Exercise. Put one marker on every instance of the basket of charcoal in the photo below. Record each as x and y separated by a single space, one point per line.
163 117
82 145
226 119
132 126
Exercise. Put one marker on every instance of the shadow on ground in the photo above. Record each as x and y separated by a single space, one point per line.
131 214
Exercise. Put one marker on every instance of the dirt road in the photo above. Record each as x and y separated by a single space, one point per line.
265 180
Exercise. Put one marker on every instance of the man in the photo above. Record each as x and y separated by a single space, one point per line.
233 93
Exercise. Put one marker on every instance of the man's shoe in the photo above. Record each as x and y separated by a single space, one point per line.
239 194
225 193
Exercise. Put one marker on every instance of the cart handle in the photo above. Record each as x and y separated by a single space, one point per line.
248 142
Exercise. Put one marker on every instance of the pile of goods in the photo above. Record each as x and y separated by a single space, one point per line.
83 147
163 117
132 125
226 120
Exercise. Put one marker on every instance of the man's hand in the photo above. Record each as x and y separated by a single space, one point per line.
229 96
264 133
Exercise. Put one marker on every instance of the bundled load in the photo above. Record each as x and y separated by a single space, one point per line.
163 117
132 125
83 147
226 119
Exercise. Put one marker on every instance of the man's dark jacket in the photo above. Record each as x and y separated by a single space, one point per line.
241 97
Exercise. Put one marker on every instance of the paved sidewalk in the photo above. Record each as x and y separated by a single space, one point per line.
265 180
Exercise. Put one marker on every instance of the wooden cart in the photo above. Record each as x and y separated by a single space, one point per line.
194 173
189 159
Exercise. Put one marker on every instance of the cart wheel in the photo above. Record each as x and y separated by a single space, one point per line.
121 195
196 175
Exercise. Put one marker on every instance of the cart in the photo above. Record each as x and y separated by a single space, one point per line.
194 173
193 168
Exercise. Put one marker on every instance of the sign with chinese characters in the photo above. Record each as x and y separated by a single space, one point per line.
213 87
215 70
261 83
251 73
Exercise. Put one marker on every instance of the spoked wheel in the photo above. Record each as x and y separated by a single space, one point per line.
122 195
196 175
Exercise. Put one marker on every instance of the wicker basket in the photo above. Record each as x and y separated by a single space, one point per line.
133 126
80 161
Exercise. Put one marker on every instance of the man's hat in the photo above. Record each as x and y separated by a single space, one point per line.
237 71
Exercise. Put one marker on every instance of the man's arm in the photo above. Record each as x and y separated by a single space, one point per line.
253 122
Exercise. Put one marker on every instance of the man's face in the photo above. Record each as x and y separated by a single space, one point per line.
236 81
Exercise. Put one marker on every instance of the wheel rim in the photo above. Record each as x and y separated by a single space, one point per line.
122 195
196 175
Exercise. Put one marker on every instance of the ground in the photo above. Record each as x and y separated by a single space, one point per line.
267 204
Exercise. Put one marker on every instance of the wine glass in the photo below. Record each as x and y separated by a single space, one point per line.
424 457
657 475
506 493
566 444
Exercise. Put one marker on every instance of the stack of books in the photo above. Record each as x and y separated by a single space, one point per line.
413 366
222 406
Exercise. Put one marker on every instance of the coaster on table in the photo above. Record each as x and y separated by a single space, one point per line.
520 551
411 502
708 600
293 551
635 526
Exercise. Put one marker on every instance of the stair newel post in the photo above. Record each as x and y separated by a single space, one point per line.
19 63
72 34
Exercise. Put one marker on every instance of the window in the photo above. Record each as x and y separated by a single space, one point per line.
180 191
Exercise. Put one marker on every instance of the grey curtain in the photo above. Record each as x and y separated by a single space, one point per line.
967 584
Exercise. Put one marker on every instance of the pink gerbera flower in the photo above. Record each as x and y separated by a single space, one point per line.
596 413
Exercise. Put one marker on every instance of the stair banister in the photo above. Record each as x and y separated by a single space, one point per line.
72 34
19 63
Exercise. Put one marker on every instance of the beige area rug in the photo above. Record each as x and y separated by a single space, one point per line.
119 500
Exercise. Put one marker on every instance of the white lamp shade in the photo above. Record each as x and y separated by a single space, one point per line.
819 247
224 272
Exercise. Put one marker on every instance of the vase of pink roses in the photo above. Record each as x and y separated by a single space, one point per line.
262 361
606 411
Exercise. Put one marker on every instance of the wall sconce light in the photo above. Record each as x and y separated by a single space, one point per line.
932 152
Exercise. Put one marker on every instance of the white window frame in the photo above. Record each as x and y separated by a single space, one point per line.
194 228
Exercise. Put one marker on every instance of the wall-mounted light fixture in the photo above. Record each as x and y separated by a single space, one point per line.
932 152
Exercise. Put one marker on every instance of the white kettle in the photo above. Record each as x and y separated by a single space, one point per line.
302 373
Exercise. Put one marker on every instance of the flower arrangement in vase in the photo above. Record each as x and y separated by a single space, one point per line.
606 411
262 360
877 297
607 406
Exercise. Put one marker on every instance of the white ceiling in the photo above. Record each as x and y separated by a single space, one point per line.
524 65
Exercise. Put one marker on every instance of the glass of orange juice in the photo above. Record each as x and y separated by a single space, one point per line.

________________________

ACTIVITY: Retype the listing above in full, with no alterations.

EXPECTED ANSWER:
Exercise. Put one marker on every instance of the basket of charcoal in the photo below. Record each as x and y separated by a single space, one point per line.
163 117
82 145
226 119
132 126
Exercise. Put one marker on every instance of the shadow on ground in the photo above. Record each as x and y separated by a single space, one point per line.
131 214
Exercise. Put one marker on every instance of the dirt road in the photo above. Record each as x and y separated by a single space, one point per line.
265 180
Exercise. Put one marker on every instance of the man in the photo above. Record each as x and y separated by a single space, one point per line.
233 93
Exercise. Put one marker on every instance of the man's shoe in the photo above. Record each as x and y separated by a single space, one point per line.
239 194
225 193
Exercise. Put one marker on every instance of the cart handle in the photo above. Record each as x and y separated by a single space, one point per line.
248 142
Exercise. Put one marker on every instance of the pile of goods in the photo above. Record each as x and y separated by a single space, one point per line.
83 147
163 117
132 125
226 120
Exercise. Put one marker on every instance of the man's hand in the photo above. Record each as x and y separated by a single space, one point per line.
229 96
264 133
Exercise. Put one marker on every instance of the bundled load in the photo above. Record each as x and y separated by a single space, one point per line.
163 117
132 125
83 147
226 119
Exercise. Put one marker on every instance of the man's dark jacket in the photo above. Record each as x and y separated by a single space, one point per line.
241 97
Exercise. Put one marker on every instance of the paved sidewalk in the photo above. Record each as x and y separated by a single space, one point per line.
265 180
Exercise. Put one marker on every instance of the wooden cart in the photo above. Record each as x and y separated by a single space, one point per line.
194 173
189 159
Exercise. Put one marker on every instance of the cart wheel in the photo above. Record each as x and y separated by a single space, one point per line.
121 195
196 175
Exercise. Put one marker on every instance of the cart in the photo above. Record each as x and y separated by a single space, one point per line.
194 173
193 168
Exercise. Put one marker on every instance of the sign with chinese characters in the photo above. Record each as x and y separated by a single space, one point per line.
213 87
215 70
261 83
251 73
Exercise. Put one marker on every instance of the spoked wheel in the photo above. Record each as x and y separated by a single space, one point per line.
122 195
196 175
Exercise. Put one marker on every instance of the wicker basket in the photo above. Record each as x and y separated by a single space, one point per line.
133 126
80 161
Exercise. Put one marker on every instance of the man's hat in the photo above. Record each as x and y separated by a single space, one point per line.
237 71
Exercise. Put one marker on every instance of the man's arm in the photo above. Record each as x and y separated by a single space, one point per line.
253 122
Exercise. Put one marker on every instance of the man's face in the photo above. Record each as x and y separated by a single space, one point per line.
236 81
Exercise. Put one marker on every instance of the wheel rim in the photo above. Record each as x and y separated by a single space, one point per line.
122 195
196 175
Exercise. Put one marker on every instance of the ground in the photo above. Record each as x and y separated by a single space, one point per line.
267 204
Exercise. Put one marker on every instance of the wine glass in the photo below. Record each as x and y separated by a single space, one point per line.
424 457
657 475
506 493
566 444
Exercise. Put one marker on every instance of the stack of books in the photo above. Record each as x and y separated by a single space, one point per line.
413 366
222 406
Exercise. Put one marker on every instance of the coaster on table in the photo above. Record each as x and y separated by a single space, one point per line.
520 551
411 502
708 600
293 551
635 526
Exercise. Put one marker on every instance of the stair newel post in the photo above. Record each as x and y separated by a single space, one point per line.
19 63
72 34
Exercise. Put one marker on every instance of the window in the photo above. Record each as x and y separated by a single space, one point per line.
180 191
Exercise. Put one marker on every instance of the grey curtain in the photo above. Record each as x and y separated by a single space, one point per line.
967 584
Exercise. Put one marker on every instance of the pink gerbera flower in the photo above. Record each as x and y separated by a single space, one point per line.
596 413
Exercise. Put one marker on every instance of the stair banister in the photo above. Record each as x and y separated by a single space, one point per line.
72 34
19 63
Exercise. Put one marker on every instance of the beige area rug in the photo above. Record each as x and y separated by a single space, one point per line.
119 500
Exercise. Put one marker on every instance of the white lamp shade in the photo above. Record each as x and y separated by a single space, one point per line.
819 247
224 272
Exercise. Put one marker on every instance of the vase of pink roses in the photo above. Record each as x and y separated by a single space, one point per line.
262 361
606 411
Exercise. Put one marker on every instance of the wall sconce light in the photo above. Record each as x and y separated by a single space, one point per line.
932 152
Exercise. Put one marker on every instance of the white window frame in the photo above. Record each as x and y separated by a single space, one point per line.
194 228
Exercise. Put one marker on every instance of the wall-mounted light fixture in the photo above. Record each as x and y separated by a single space, one point per line.
932 152
Exercise. Put one marker on every instance of the white kettle in the photo above. Record each as x and y separated by a single space, one point per line.
302 373
Exercise. Put one marker on every instance of the flower arrangement in vase in the photo above. Record each as x and y separated by a single space, one point per line.
606 411
262 360
877 297
607 406
Exercise. Put one marker on every instance of the white ceiling in the photo above. Record each as x and y separated by a single space, one point per line.
524 65
Exercise. Put one marker on every instance of the glass of orange juice in the photo above. Record each as x and y separated by a single space, one point per line.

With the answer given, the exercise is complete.